:: What you will do ::
Continue the guide to Apache Pekko distributed workers below, writing the next part after its final sentence.

━━━ Selected excerpt

Apache Pekko Distributed Workers with Scala

Apache Pekko Distributed Workers with Scala Guide

To be reactive, distributed applications must deal gracefully with temporary and prolonged outages as well as have the ability to scale up and down to make the best use of resources. Apache Pekko Cluster provides these capabilities so that you don’t have to implement them yourself. The distributed workers example demonstrates the following Apache Pekko clustering capabilities:

elastic addition and removal of the front-end actors that accept client requests
elastic addition and removal of the back-end actors that perform the work distribution of actors across different nodes
how jobs are re-tried in the face of failures

The design is based on Derek Wyatt’s blog post Balancing Workload Across Nodes with Akka 2 from 2012, which is a bit old, but still a good description of the advantages of letting the workers pull work from the work manager instead of pushing work to the workers.

Running the example

To run the example:

sbt run

After waiting a few seconds for the cluster to form the output should start look something like this (scroll all the way to the right to see the Actor output):

[INFO] [07/21/2017 17:41:53.320] [ClusterSystem-pekko.actor.default-dispatcher-16] [pekko://ClusterSystem@127.0.0.1:51983/user/producer] Produced work: 3
[INFO] [07/21/2017 17:41:53.322] [ClusterSystem-pekko.actor.default-dispatcher-3] [pekko://ClusterSystem@127.0.0.1:7345/user/master/singleton] Accepted work: 3bce4d6d-eaae-4da6-b316-0c6f566f2399
[INFO] [07/21/2017 17:41:53.328] [ClusterSystem-pekko.actor.default-dispatcher-3] [pekko://ClusterSystem@127.0.0.1:7345/user/master/singleton] Giving worker 2b646020-6273-437c-aa0d-4aad6f12fb47 some work 3bce4d6d-eaae-4da6-b316-0c6f566f2399
[INFO] [07/21/2017 17:41:53.328] [ClusterSystem-pekko.actor.default-dispatcher-2] [pekko://ClusterSystem@127.0.0.1:51980/user/worker] Got work: 3
[INFO] [07/21/2017 17:41:53.328] [ClusterSystem-pekko.actor.default-dispatcher-16] [pekko://ClusterSystem@127.0.0.1:51980/user/worker] Work is complete. Result 3 * 3 = 9.
[INFO] [07/21/2017 17:41:53.329] [ClusterSystem-pekko.actor.default-dispatcher-19] [pekko://ClusterSystem@127.0.0.1:7345/user/master/singleton] Work 3bce4d6d-eaae-4da6-b316-0c6f566f2399 is done by worker 2b646020-6273-437c-aa0d-4aad6f12fb47

Now take a look at what happened under the covers.

━━━━━━
━━━ Listing

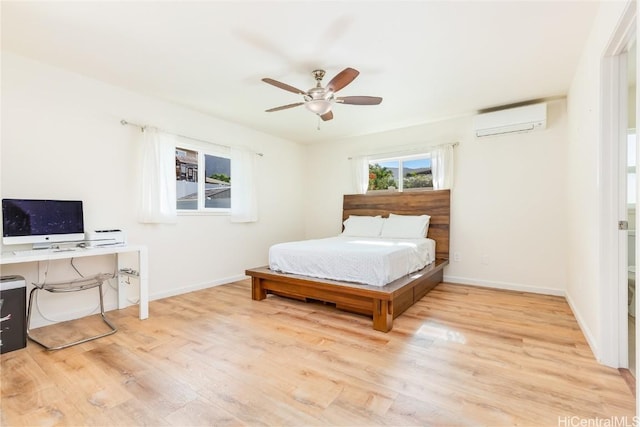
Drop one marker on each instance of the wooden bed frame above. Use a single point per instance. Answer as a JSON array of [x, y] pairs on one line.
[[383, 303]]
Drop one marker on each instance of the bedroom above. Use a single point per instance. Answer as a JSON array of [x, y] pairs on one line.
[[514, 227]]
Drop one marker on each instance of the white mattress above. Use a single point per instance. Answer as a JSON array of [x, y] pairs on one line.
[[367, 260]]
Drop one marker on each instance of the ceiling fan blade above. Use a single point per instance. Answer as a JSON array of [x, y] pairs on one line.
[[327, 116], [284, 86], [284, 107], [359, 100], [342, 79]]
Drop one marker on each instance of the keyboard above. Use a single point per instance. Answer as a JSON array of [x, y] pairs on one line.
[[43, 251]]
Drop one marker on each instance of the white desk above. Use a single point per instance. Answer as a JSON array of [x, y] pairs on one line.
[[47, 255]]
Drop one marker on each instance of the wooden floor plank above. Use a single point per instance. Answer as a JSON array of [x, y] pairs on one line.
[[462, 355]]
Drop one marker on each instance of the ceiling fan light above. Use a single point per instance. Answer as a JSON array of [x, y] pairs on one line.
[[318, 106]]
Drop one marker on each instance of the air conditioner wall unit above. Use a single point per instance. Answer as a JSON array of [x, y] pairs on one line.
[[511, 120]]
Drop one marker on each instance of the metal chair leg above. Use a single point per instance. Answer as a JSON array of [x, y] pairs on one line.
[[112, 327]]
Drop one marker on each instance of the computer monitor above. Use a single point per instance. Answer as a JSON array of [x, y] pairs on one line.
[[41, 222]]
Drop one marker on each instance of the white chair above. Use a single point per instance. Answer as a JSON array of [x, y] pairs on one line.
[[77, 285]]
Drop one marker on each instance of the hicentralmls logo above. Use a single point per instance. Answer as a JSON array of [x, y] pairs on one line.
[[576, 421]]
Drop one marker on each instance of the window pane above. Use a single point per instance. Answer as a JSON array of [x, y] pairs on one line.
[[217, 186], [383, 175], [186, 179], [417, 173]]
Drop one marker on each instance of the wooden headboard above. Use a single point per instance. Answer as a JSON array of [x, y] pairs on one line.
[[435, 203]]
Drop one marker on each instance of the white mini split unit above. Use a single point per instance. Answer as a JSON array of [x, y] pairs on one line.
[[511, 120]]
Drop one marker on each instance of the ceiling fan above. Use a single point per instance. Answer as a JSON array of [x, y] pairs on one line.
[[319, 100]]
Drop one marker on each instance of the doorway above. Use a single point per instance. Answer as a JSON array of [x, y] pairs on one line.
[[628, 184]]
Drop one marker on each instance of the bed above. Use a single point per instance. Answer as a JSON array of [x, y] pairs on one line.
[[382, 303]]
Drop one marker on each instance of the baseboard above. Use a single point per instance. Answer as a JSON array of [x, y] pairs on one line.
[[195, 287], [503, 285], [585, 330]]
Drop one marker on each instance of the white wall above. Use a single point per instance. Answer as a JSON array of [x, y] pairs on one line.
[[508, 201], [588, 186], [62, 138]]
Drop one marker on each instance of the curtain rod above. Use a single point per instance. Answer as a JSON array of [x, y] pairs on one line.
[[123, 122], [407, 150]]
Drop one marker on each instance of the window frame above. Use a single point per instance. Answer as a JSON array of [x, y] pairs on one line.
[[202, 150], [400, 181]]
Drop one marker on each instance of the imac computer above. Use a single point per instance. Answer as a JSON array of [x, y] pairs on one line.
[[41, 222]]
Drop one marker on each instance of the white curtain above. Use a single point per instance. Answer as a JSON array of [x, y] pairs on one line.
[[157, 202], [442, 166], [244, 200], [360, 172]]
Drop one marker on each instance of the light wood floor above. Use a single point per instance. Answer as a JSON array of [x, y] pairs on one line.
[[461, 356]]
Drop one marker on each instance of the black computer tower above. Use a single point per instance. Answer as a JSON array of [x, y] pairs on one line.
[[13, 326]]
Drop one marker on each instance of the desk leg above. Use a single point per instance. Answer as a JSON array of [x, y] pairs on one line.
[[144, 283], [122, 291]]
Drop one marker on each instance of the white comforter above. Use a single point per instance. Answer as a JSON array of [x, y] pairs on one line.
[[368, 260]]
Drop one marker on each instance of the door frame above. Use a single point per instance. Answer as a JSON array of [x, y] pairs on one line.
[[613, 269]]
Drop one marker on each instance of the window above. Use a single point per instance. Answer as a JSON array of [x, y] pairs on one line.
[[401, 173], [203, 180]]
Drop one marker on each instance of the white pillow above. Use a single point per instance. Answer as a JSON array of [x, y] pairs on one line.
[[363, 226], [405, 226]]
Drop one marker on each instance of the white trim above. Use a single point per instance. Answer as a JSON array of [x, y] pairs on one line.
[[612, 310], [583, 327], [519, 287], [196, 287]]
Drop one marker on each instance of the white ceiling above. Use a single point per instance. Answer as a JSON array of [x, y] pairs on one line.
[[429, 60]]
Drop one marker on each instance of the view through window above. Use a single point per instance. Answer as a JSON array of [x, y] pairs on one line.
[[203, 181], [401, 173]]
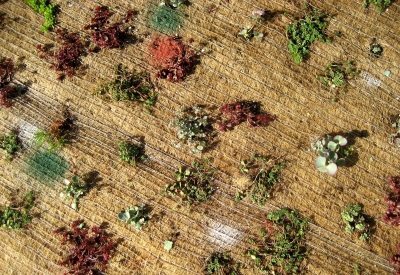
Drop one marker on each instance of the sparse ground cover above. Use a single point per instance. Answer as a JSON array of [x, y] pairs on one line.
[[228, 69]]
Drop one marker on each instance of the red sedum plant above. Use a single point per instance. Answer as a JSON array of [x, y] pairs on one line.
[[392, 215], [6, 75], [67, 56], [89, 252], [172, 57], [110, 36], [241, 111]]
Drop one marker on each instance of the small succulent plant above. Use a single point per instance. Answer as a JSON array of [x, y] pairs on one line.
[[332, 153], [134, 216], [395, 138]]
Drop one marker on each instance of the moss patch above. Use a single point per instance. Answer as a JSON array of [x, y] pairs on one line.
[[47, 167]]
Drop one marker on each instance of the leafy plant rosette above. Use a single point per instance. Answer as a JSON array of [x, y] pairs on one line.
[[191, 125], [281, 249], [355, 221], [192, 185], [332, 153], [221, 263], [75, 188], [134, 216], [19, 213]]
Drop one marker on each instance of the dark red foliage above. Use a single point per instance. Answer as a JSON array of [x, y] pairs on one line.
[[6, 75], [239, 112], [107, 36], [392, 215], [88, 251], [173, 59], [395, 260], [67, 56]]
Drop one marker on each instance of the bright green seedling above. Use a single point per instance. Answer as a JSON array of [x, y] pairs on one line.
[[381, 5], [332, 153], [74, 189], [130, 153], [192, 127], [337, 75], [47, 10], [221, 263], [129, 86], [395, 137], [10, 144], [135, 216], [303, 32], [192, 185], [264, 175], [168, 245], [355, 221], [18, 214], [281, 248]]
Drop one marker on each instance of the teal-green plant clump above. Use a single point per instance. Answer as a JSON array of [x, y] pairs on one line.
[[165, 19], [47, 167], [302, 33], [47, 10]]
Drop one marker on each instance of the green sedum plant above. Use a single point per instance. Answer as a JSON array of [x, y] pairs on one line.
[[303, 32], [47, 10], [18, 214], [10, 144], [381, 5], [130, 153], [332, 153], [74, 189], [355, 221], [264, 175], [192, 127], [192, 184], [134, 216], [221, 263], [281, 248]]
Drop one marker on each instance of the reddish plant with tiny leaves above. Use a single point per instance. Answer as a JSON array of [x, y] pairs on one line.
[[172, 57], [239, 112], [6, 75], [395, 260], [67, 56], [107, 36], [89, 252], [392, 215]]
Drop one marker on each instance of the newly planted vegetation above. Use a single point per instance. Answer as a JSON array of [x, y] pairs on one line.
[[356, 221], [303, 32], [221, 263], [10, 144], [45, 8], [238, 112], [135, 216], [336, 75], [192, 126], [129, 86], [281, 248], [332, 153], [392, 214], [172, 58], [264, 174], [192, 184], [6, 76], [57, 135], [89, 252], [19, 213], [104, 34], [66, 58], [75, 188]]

━━━━━━

:: Output of the task ::
What happens when you run it

When Main is run without any parameters, it starts six ActorSystems in the same JVM. These six ActorSystems form a single cluster. The six nodes include two each that perform front-end, back-end, and worker tasks:

The front-end nodes simulate an external interface, such as a REST API, that accepts workloads from clients.
The worker nodes have worker actors that accept and process workloads.
The back-end nodes contain a WorkManager actor that coordinates workloads, keeps track of the workers, and delegates work to available workers. One of the nodes is active and one is on standby. If the active WorkManager goes down, the standby takes over.

Let’s look at the details of each part of the application, starting with the front-end.

Front end

Typically in systems built with Apache Pekko, clients submit requests using a RESTful API or a gRPC API. Either Pekko HTTP or Play Framework are great choices for implementing an HTTP API for the front-end, Pekko gRPC can be used of a gRPC front end is preferred.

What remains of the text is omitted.